Exercise aim: Write out nothing but the lines from the one containing "Can you find the large" through the last line below, both included, and without the pictures.

Provided data:
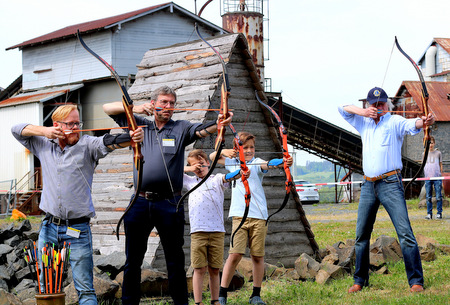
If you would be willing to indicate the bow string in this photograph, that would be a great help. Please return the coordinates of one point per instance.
(424, 99)
(283, 134)
(138, 159)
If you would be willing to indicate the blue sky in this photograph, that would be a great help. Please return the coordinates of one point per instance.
(322, 53)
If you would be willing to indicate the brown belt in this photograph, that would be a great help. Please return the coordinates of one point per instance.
(382, 176)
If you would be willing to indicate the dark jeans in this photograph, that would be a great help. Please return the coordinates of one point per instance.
(388, 192)
(139, 222)
(438, 190)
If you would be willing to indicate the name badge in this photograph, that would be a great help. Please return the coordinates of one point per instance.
(73, 232)
(168, 142)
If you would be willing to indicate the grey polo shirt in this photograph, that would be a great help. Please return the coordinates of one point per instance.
(67, 174)
(170, 142)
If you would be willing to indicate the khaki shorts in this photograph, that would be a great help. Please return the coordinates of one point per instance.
(254, 231)
(207, 249)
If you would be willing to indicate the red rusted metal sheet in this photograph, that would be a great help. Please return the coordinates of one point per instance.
(251, 25)
(86, 26)
(438, 102)
(444, 43)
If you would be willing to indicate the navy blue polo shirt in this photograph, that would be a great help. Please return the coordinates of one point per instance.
(171, 140)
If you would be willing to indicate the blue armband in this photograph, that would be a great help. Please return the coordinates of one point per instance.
(275, 162)
(232, 175)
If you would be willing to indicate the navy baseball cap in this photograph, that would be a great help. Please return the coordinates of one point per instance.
(376, 95)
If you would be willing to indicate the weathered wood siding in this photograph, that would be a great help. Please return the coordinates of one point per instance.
(194, 71)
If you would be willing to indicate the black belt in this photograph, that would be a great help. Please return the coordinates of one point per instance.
(152, 196)
(66, 222)
(382, 176)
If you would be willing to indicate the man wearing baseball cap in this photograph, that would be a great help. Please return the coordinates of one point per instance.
(382, 138)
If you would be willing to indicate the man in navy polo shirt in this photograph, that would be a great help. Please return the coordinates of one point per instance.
(163, 150)
(382, 137)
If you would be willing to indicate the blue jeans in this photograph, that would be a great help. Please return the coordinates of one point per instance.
(438, 190)
(389, 192)
(80, 258)
(139, 222)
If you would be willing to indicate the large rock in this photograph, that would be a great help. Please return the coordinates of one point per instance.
(153, 283)
(7, 298)
(104, 289)
(112, 263)
(306, 267)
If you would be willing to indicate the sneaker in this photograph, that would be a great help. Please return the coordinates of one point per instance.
(256, 300)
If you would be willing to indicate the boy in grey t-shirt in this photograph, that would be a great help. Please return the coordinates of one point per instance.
(433, 168)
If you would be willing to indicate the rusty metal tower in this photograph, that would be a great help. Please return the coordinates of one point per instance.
(247, 17)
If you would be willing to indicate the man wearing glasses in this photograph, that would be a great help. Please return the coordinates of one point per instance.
(68, 162)
(162, 182)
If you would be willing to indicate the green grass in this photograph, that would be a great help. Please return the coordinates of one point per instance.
(386, 289)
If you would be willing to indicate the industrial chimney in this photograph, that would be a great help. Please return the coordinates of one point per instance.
(246, 17)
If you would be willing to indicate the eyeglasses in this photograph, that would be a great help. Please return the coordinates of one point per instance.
(72, 124)
(165, 102)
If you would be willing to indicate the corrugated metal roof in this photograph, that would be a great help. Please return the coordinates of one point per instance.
(438, 101)
(90, 26)
(39, 96)
(443, 42)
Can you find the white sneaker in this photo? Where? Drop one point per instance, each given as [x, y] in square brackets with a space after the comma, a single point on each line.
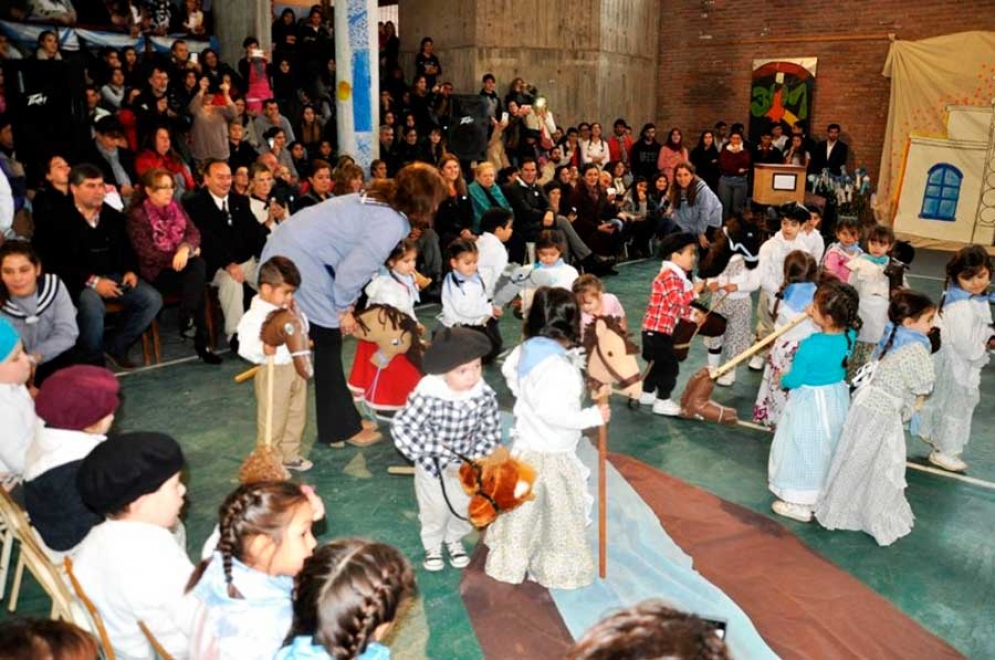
[667, 407]
[949, 463]
[727, 379]
[798, 512]
[433, 561]
[457, 555]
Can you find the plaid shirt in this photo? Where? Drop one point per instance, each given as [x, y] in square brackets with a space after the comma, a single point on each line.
[668, 302]
[430, 425]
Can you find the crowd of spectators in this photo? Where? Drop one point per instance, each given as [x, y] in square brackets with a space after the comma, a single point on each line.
[189, 162]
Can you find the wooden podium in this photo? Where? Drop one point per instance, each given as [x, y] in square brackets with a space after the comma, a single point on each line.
[778, 184]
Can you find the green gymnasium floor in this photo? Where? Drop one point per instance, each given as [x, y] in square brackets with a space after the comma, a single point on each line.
[942, 575]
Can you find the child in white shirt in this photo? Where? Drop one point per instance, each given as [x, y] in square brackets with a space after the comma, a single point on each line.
[492, 255]
[549, 259]
[17, 410]
[464, 296]
[278, 280]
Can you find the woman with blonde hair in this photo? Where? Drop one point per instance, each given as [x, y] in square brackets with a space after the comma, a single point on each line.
[485, 194]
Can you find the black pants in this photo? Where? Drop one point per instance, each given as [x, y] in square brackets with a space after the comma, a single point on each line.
[189, 284]
[338, 419]
[658, 348]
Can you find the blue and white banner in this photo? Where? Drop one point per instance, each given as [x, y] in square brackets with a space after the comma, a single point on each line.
[26, 36]
[358, 79]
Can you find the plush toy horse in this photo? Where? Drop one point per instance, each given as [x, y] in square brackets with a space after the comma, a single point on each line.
[515, 279]
[394, 333]
[496, 484]
[282, 326]
[611, 357]
[740, 235]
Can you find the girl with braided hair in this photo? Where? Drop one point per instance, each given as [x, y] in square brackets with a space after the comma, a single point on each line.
[815, 413]
[244, 589]
[865, 487]
[966, 322]
[346, 600]
[792, 298]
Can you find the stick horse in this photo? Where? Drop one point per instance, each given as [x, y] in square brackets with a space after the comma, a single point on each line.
[611, 359]
[282, 326]
[742, 235]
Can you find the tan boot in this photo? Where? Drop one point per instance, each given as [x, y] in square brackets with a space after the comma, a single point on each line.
[365, 438]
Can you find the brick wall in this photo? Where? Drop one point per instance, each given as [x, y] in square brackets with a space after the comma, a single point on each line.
[705, 63]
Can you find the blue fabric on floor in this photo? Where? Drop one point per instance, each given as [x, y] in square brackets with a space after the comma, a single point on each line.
[643, 562]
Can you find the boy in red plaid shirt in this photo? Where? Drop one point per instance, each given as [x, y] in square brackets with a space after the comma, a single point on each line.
[670, 300]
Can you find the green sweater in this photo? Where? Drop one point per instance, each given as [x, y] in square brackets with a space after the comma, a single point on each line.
[819, 360]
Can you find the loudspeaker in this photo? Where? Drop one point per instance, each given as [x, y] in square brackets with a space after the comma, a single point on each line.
[469, 127]
[46, 103]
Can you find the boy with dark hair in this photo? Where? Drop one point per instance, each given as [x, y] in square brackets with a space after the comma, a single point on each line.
[670, 300]
[492, 255]
[278, 280]
[131, 565]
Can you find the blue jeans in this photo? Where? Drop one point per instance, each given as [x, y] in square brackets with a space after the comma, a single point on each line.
[141, 305]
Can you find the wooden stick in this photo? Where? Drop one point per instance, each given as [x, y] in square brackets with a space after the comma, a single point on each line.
[759, 346]
[247, 374]
[270, 370]
[603, 495]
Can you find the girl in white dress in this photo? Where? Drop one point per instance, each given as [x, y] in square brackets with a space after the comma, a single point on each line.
[966, 327]
[544, 539]
[865, 488]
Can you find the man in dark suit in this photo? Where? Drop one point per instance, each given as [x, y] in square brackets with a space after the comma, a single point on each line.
[830, 154]
[533, 214]
[95, 260]
[231, 240]
[109, 153]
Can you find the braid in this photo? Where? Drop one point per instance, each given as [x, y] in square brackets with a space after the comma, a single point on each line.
[891, 340]
[347, 590]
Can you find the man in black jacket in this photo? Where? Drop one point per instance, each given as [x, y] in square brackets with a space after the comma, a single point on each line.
[97, 263]
[533, 214]
[231, 240]
[830, 154]
[109, 153]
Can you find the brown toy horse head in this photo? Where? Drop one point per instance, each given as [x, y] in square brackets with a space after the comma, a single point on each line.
[283, 326]
[611, 357]
[393, 331]
[496, 484]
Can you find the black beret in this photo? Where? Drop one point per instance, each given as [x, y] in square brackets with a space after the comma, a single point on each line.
[452, 347]
[126, 466]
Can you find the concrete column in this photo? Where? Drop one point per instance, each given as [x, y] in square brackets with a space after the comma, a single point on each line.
[358, 79]
[234, 20]
[591, 59]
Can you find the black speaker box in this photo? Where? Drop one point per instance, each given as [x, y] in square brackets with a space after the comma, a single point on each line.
[469, 127]
[47, 106]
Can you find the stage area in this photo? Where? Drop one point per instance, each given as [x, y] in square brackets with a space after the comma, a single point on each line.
[941, 576]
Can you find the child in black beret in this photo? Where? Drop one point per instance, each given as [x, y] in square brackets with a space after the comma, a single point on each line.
[452, 411]
[131, 565]
[670, 300]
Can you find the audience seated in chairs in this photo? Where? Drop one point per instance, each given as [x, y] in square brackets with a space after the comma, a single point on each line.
[92, 255]
[231, 240]
[167, 244]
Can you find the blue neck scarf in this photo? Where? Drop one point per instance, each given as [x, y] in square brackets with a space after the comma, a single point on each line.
[536, 350]
[903, 337]
[798, 296]
[557, 264]
[956, 294]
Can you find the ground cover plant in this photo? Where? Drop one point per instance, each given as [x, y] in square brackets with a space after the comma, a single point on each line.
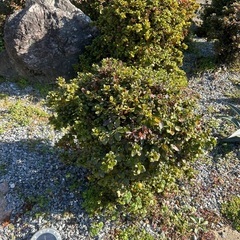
[132, 129]
[135, 129]
[221, 22]
[139, 32]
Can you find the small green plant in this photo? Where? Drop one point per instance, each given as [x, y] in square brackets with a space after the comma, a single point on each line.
[3, 166]
[235, 137]
[23, 114]
[231, 210]
[133, 128]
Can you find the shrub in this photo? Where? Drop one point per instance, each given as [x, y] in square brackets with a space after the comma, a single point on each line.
[221, 21]
[132, 128]
[145, 33]
[231, 210]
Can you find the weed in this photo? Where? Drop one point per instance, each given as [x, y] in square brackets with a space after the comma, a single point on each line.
[231, 210]
[134, 233]
[96, 228]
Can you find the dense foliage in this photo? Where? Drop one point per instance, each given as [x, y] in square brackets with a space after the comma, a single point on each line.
[145, 33]
[231, 209]
[221, 21]
[133, 128]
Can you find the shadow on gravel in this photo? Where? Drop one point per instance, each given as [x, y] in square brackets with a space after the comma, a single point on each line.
[40, 186]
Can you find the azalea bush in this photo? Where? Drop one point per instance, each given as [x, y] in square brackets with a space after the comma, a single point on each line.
[143, 33]
[133, 128]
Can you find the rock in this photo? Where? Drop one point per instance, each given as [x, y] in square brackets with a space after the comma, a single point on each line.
[44, 40]
[5, 213]
[7, 68]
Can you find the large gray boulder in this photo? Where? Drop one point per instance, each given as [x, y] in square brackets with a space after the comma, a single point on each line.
[44, 40]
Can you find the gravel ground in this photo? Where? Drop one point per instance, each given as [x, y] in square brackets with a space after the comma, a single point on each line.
[43, 191]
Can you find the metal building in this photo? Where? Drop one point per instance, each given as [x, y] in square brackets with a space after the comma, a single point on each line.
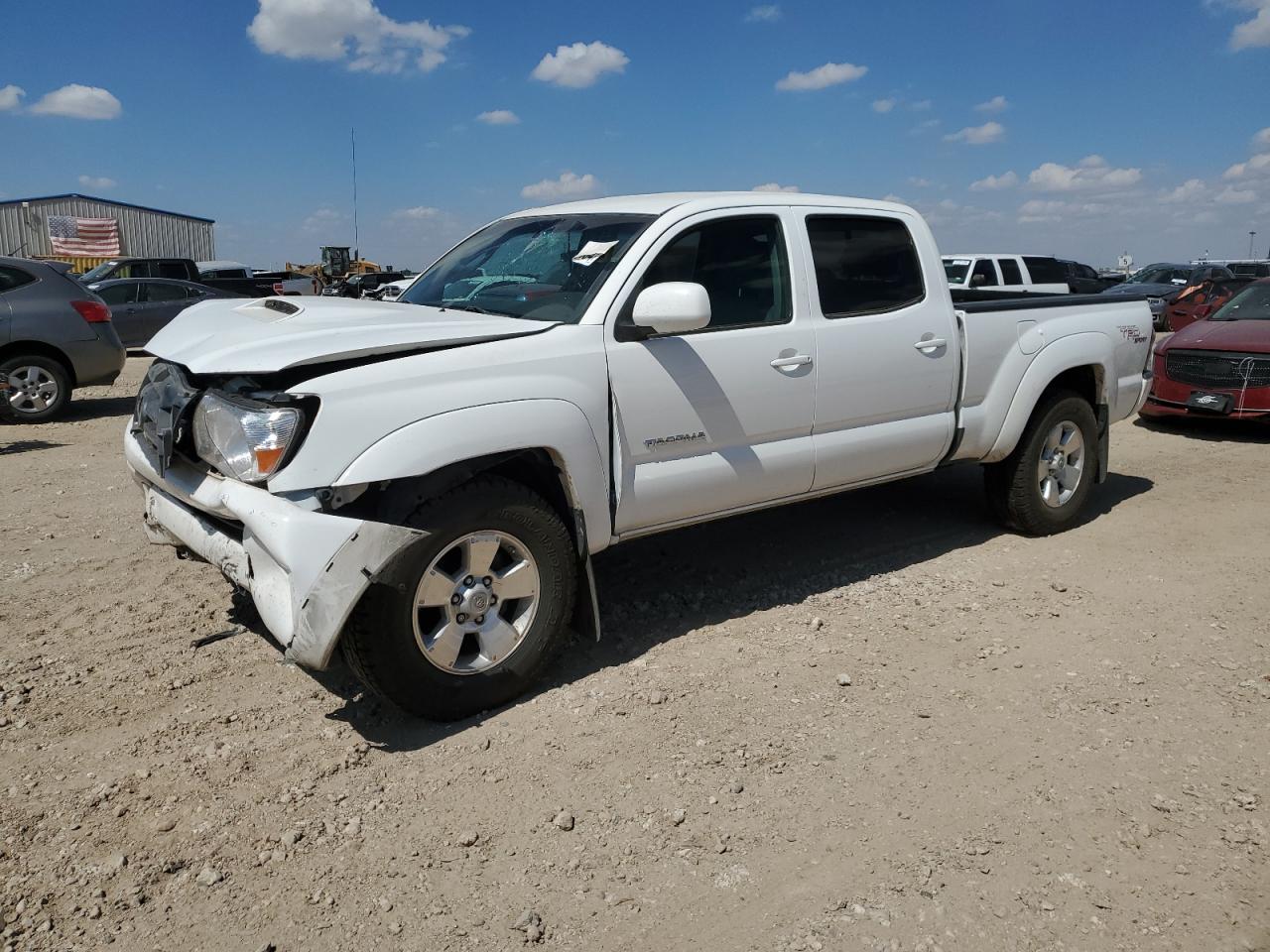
[143, 231]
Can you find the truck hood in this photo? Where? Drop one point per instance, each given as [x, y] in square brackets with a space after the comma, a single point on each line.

Answer to this problem:
Can you find the large gray boulder in this photo? Where? Drop one point per instance, each given as [x, y] in square brackets with a space after the comma, a single point on each line.
[44, 40]
Can you find the gravel ground in this photo? Where? Drop one point per instance, each given as [x, y] in square brackets with a space after the comma, a single point on each line.
[43, 191]
Can you find the metal building in this photo? Where? Drop one point per instance, each given as [x, y] in square brackets with a space after the comma, a single point on each line.
[143, 231]
Can you find the truck hood in this photo? Where? Drop one point per instance, each given as [x, y] in square brackets with a space after the comma, a single point on each line.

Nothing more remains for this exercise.